Extracted data entries:
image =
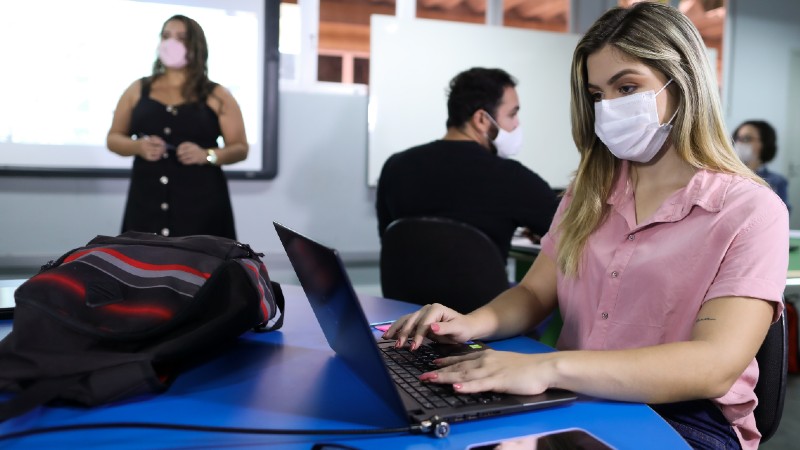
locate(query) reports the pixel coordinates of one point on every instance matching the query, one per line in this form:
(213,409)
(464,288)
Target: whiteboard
(413,60)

Goal of the exercise ->
Duplicate every line of the listing above verbatim, leaving out the pictures.

Reply to the exercise ->
image =
locate(query) reports the pixel coordinates of one point on every instance matching the query, one per line in this form:
(213,409)
(464,288)
Target: whiteboard
(413,60)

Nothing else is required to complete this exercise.